* START *
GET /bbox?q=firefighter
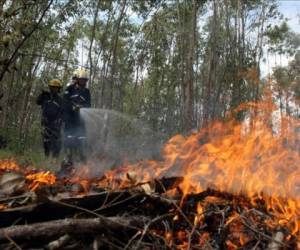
[36,79,63,158]
[63,69,91,165]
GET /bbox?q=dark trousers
[43,126,61,158]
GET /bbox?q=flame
[0,159,20,171]
[26,171,56,191]
[99,102,300,239]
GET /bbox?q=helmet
[72,69,78,80]
[77,68,89,80]
[48,79,62,88]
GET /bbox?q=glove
[72,104,81,112]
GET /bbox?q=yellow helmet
[77,68,89,80]
[48,79,62,88]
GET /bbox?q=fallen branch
[0,216,146,242]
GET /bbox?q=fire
[100,100,300,239]
[26,171,56,191]
[0,159,20,171]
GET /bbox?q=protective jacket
[36,91,63,157]
[36,91,63,127]
[63,84,91,136]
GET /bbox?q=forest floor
[0,149,63,171]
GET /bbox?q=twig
[3,231,22,250]
[46,234,71,250]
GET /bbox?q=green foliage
[0,0,300,156]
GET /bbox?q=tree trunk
[107,0,126,109]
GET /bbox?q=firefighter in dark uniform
[63,69,91,165]
[36,79,63,158]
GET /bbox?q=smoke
[80,108,162,176]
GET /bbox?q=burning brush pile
[0,103,300,250]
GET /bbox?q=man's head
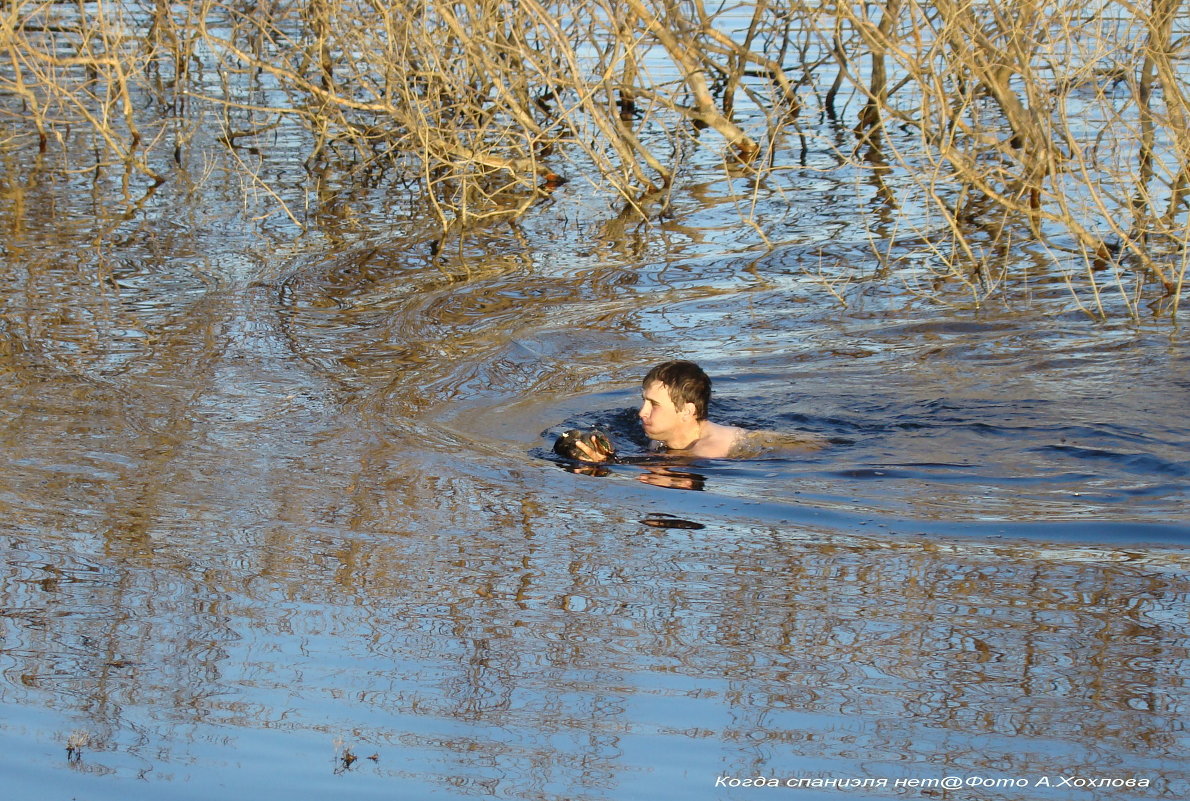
[640,361,710,420]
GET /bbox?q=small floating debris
[67,730,90,763]
[640,512,707,528]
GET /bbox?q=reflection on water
[0,121,1190,801]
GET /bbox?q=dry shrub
[0,0,1190,314]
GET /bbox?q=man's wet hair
[640,361,710,420]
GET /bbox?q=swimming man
[566,361,825,462]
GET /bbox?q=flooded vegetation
[0,0,1190,801]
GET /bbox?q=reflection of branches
[0,0,1190,314]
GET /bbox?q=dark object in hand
[553,428,615,462]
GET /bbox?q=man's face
[640,381,694,442]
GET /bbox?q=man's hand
[553,430,615,463]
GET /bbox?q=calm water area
[0,51,1190,801]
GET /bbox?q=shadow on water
[0,107,1190,801]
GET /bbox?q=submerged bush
[0,0,1190,315]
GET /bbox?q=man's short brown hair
[640,361,710,420]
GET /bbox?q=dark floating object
[641,512,706,528]
[553,428,615,462]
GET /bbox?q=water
[0,60,1190,801]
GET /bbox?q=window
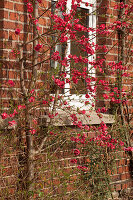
[51,0,96,109]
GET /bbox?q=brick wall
[0,0,132,199]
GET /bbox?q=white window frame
[53,0,96,110]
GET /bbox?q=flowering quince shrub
[1,0,133,200]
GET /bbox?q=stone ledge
[0,110,115,129]
[40,110,115,126]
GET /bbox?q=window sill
[40,111,115,126]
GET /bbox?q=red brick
[9,12,19,21]
[14,3,24,12]
[115,184,121,191]
[4,1,13,10]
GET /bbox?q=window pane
[70,8,89,94]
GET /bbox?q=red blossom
[8,120,17,126]
[15,28,20,35]
[1,113,9,119]
[35,44,42,51]
[8,80,15,87]
[29,96,35,103]
[73,149,80,156]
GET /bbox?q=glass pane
[70,8,89,94]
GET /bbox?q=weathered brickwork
[0,0,133,199]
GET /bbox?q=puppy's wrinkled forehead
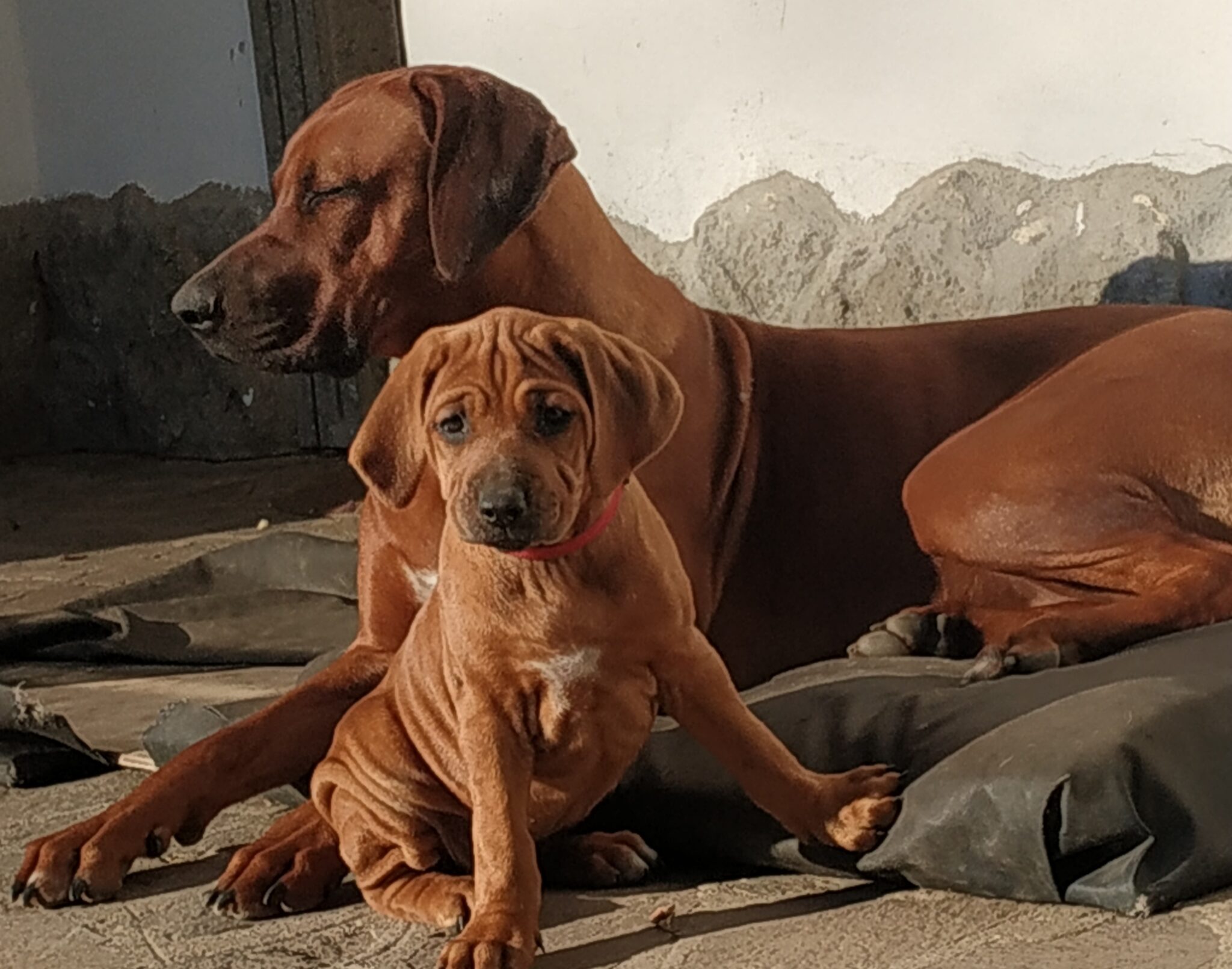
[428,314,590,408]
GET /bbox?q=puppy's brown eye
[535,404,573,438]
[436,414,470,444]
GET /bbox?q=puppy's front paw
[815,764,899,853]
[436,912,538,969]
[540,831,659,888]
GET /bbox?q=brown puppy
[852,309,1232,680]
[14,67,1181,917]
[312,309,897,969]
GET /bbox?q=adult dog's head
[171,67,574,375]
[350,308,684,551]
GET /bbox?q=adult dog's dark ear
[346,330,445,508]
[535,320,685,493]
[410,67,576,282]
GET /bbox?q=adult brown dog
[14,68,1181,917]
[852,309,1232,680]
[312,309,898,969]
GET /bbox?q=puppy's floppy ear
[410,68,576,282]
[346,330,445,508]
[529,320,685,493]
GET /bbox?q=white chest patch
[403,565,436,605]
[528,646,600,693]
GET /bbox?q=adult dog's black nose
[171,274,223,333]
[478,484,528,529]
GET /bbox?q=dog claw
[146,831,166,858]
[206,889,235,915]
[261,882,291,912]
[69,878,94,905]
[962,652,1006,687]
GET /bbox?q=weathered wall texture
[0,185,318,457]
[617,161,1232,327]
[0,161,1232,457]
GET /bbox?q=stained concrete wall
[403,0,1232,327]
[0,0,313,457]
[402,0,1232,240]
[0,0,267,203]
[0,0,38,203]
[617,161,1232,327]
[0,185,302,457]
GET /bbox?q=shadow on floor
[535,884,901,969]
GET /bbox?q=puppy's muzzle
[458,468,540,551]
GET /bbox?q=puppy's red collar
[508,484,624,562]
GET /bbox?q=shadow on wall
[0,185,313,459]
[1100,231,1232,309]
[0,160,1232,457]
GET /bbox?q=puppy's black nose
[171,275,223,333]
[478,484,526,529]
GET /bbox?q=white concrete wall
[0,0,267,203]
[0,0,38,202]
[402,0,1232,239]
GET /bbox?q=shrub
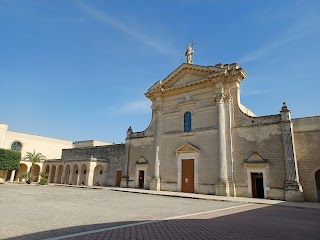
[39,178,48,185]
[0,148,21,170]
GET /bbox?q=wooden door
[181,159,194,193]
[139,170,144,188]
[251,173,264,198]
[116,170,122,187]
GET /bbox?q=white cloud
[78,2,178,55]
[110,99,151,115]
[239,16,319,63]
[242,90,270,95]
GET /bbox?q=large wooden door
[251,173,264,198]
[139,170,144,188]
[116,170,122,187]
[181,159,194,193]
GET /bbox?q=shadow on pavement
[7,204,320,240]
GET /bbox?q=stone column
[215,90,229,196]
[86,161,96,186]
[280,102,304,202]
[77,170,81,185]
[10,170,16,182]
[53,166,59,183]
[150,102,162,191]
[224,93,236,197]
[69,166,74,185]
[48,169,52,183]
[59,166,66,184]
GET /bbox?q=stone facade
[126,63,320,201]
[0,63,320,201]
[0,123,73,182]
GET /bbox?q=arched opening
[17,163,28,182]
[50,165,57,183]
[32,164,40,182]
[71,164,79,185]
[93,165,104,186]
[79,164,88,185]
[10,141,22,152]
[183,112,191,132]
[57,164,63,183]
[44,165,50,174]
[62,164,70,184]
[315,169,320,202]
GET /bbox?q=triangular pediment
[145,63,246,101]
[176,143,200,153]
[244,152,268,163]
[149,63,211,91]
[136,157,148,164]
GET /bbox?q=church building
[126,62,320,201]
[0,45,320,202]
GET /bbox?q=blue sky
[0,0,320,143]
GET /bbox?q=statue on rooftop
[184,44,194,64]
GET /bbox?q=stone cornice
[145,64,247,100]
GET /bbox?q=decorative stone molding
[136,157,148,165]
[152,106,163,114]
[243,152,268,168]
[175,143,200,156]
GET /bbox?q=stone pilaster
[86,162,96,186]
[10,170,16,182]
[280,102,304,202]
[53,167,59,183]
[61,166,66,184]
[77,170,81,185]
[68,166,74,185]
[224,93,237,197]
[150,104,162,191]
[48,169,52,183]
[215,90,230,196]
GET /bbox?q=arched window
[11,142,22,152]
[183,112,191,132]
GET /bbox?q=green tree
[24,150,46,184]
[0,148,21,170]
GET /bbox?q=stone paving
[0,184,320,240]
[0,184,241,240]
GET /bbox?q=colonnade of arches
[0,163,41,182]
[43,163,105,186]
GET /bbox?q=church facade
[0,61,320,201]
[126,63,320,201]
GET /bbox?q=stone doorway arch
[57,164,63,183]
[93,164,104,186]
[62,164,70,184]
[18,163,28,182]
[71,164,79,185]
[49,165,57,183]
[79,164,88,185]
[32,164,40,182]
[315,169,320,202]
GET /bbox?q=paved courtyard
[0,184,320,240]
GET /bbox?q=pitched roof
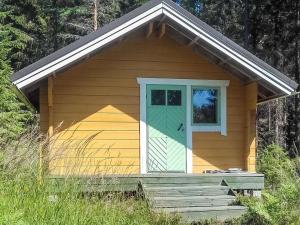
[12,0,298,95]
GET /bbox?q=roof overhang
[12,0,298,95]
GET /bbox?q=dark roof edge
[11,0,298,90]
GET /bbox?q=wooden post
[38,76,53,184]
[245,83,257,172]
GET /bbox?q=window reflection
[192,88,218,124]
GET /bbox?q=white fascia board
[137,77,230,87]
[14,4,162,89]
[163,4,294,94]
[14,3,294,94]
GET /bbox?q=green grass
[0,130,184,225]
[0,172,180,225]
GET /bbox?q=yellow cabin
[12,0,297,178]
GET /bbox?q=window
[168,90,181,106]
[151,90,166,105]
[192,87,220,125]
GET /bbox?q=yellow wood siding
[40,36,255,174]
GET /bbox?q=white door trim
[137,77,229,174]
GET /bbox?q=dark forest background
[0,0,300,156]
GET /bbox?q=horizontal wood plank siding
[40,36,251,175]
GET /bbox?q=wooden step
[154,206,246,223]
[144,185,230,197]
[150,195,235,208]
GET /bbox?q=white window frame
[137,77,229,174]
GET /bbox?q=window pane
[151,90,166,105]
[168,90,181,105]
[193,88,218,123]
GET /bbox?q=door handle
[177,123,183,131]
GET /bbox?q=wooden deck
[49,173,264,223]
[49,173,264,192]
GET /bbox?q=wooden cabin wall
[40,35,255,175]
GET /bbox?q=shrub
[237,145,300,225]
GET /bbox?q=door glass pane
[168,90,181,105]
[192,88,218,124]
[151,90,166,105]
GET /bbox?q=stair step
[154,206,246,223]
[143,181,220,188]
[144,186,229,197]
[150,195,235,208]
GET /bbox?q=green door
[146,85,186,172]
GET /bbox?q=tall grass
[236,145,300,225]
[0,126,180,225]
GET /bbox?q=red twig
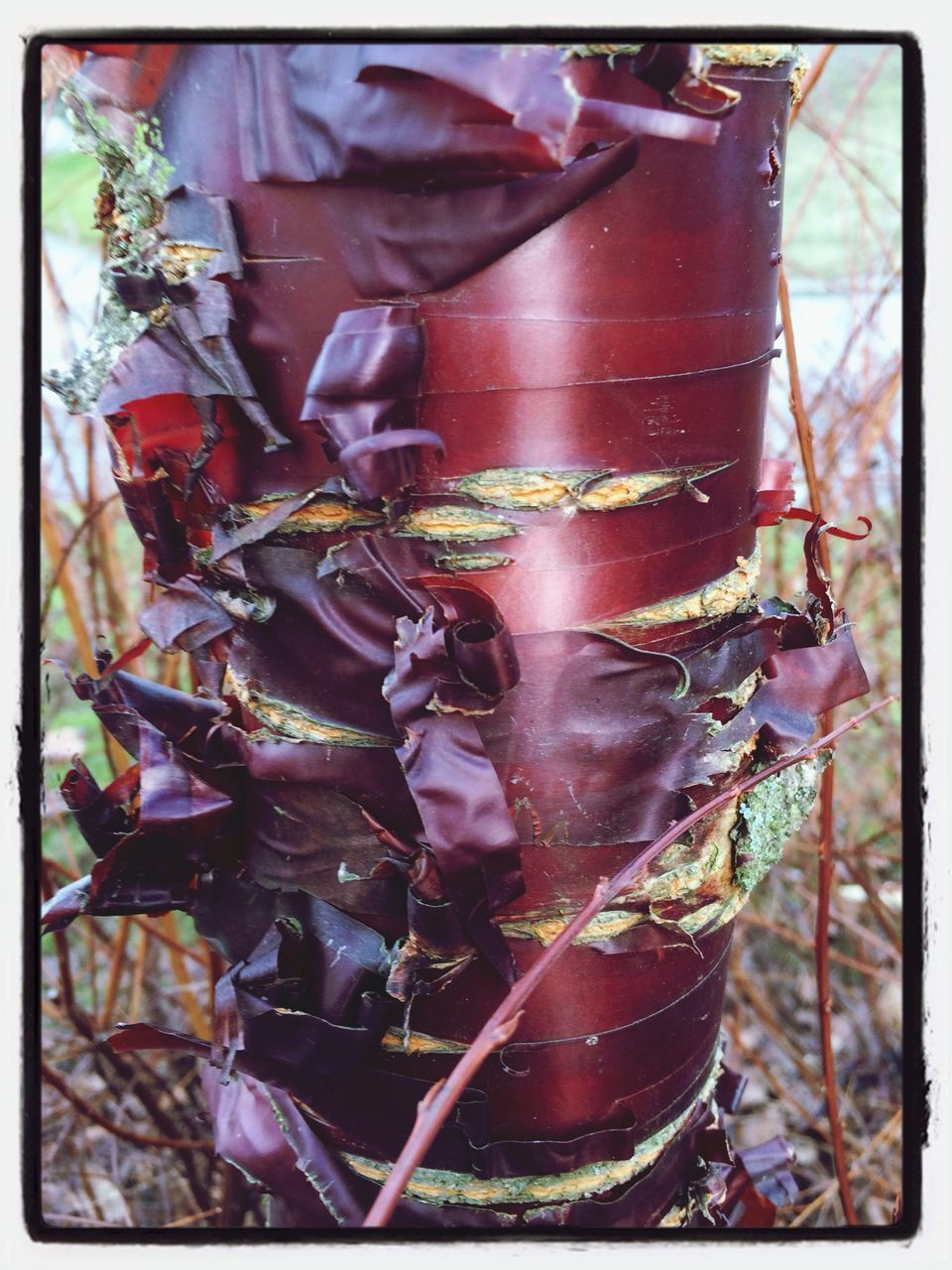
[363,695,896,1226]
[40,1062,214,1156]
[779,69,863,1225]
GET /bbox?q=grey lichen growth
[42,292,150,414]
[731,754,830,892]
[42,83,173,414]
[698,45,797,66]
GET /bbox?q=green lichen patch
[699,45,797,66]
[452,462,729,512]
[341,1044,722,1206]
[731,754,830,892]
[599,544,761,627]
[395,503,522,543]
[565,45,645,69]
[456,467,606,512]
[577,462,730,512]
[230,676,396,749]
[234,494,386,535]
[212,586,277,622]
[41,291,150,414]
[42,85,173,414]
[432,552,513,572]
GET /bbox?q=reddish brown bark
[49,45,867,1228]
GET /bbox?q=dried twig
[41,1062,214,1155]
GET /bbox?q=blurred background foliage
[35,45,902,1228]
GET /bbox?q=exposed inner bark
[41,45,867,1228]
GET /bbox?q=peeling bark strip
[45,44,869,1229]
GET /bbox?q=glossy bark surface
[43,45,865,1228]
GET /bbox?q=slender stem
[41,1062,214,1156]
[363,695,896,1226]
[813,741,857,1225]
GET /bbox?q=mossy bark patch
[734,754,829,892]
[396,503,522,543]
[235,494,386,535]
[341,1047,721,1206]
[599,544,761,627]
[432,552,513,572]
[452,462,729,512]
[230,677,396,749]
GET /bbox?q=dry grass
[35,49,902,1229]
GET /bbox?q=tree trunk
[47,45,866,1228]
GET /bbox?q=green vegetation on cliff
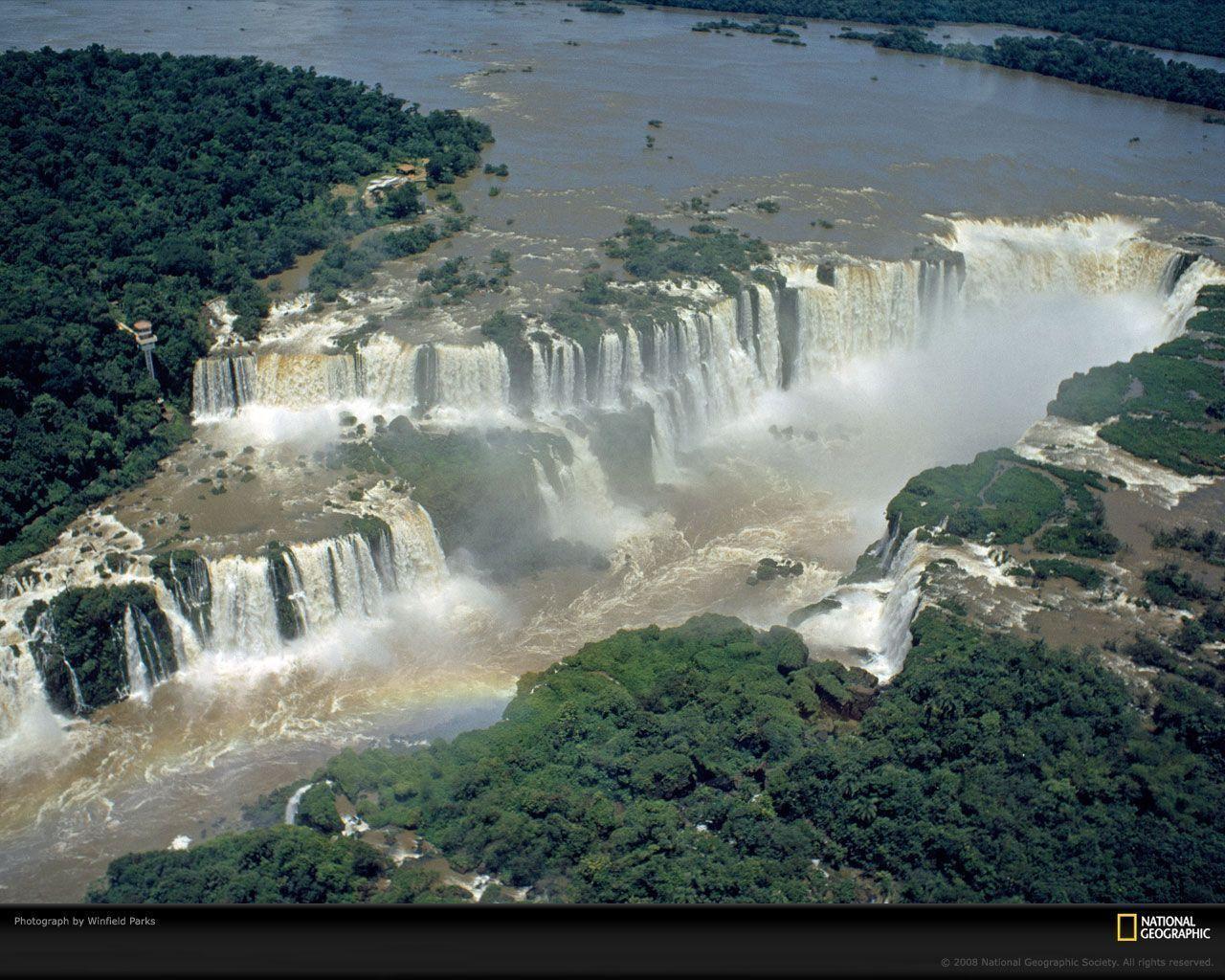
* END *
- _STATED TASK_
Copy the records verbatim, beginning at the line that contains "GET /bbox?q=man's face" and stopping after the line that contains "[478,484,528,529]", with both of those lines included. Leave the pictures out.

- _EXERCISE ANSWER_
GET /bbox?q=man's face
[640,381,694,442]
GET /bbox?q=man's hand
[553,430,615,463]
GET /bbox?q=calm water area
[0,51,1190,801]
GET /bbox?q=shadow on water
[0,107,1190,801]
GET /bbox?q=submerged bush
[0,0,1190,315]
GET /bbox?q=man's short brown hair
[640,361,710,420]
GET /bbox?q=dark floating object
[641,512,706,528]
[553,428,615,462]
GET /bbox?q=water
[0,60,1190,801]
GET /bbox?q=window
[51,0,96,109]
GET /bbox?q=brick wall
[0,0,132,199]
GET /bbox?q=white window frame
[53,0,96,110]
GET /bbox?q=flowering quince shrub
[1,0,133,200]
GET /bbox?q=stone ledge
[0,110,115,129]
[40,110,115,126]
GET /bbox?q=window sill
[40,111,115,126]
GET /bbox?q=red brick
[9,12,19,21]
[14,3,24,12]
[115,184,121,191]
[4,1,13,10]
GET /bbox?q=window pane
[70,8,89,94]
GET /bbox?q=red blossom
[8,120,17,126]
[15,28,20,35]
[1,113,9,119]
[35,44,42,51]
[8,80,15,87]
[29,96,35,103]
[73,149,80,156]
GET /bbox?q=glass pane
[70,8,89,94]
GET /bbox?q=weathered brickwork
[0,0,133,199]
GET /bbox?q=puppy's wrinkled forehead
[428,314,590,408]
GET /bbox?q=puppy's brown eye
[535,404,573,438]
[436,414,470,444]
GET /bbox?q=puppy's front paw
[815,764,899,853]
[436,912,538,969]
[540,831,659,888]
GET /bbox?q=brown puppy
[852,309,1232,680]
[14,67,1181,917]
[312,309,897,969]
GET /bbox?q=adult dog's head
[171,67,574,375]
[350,308,684,551]
GET /bbox?q=adult dog's dark ear
[346,330,445,508]
[535,320,685,493]
[410,67,576,282]
GET /bbox?q=adult brown dog
[14,68,1181,917]
[852,309,1232,680]
[312,309,898,969]
GET /bbox?q=puppy's floppy ear
[410,68,576,282]
[346,330,445,508]
[529,320,685,493]
GET /bbox?q=white chest patch
[403,565,436,605]
[528,646,600,693]
GET /bbox?q=adult dog's black nose
[171,274,223,333]
[478,484,528,529]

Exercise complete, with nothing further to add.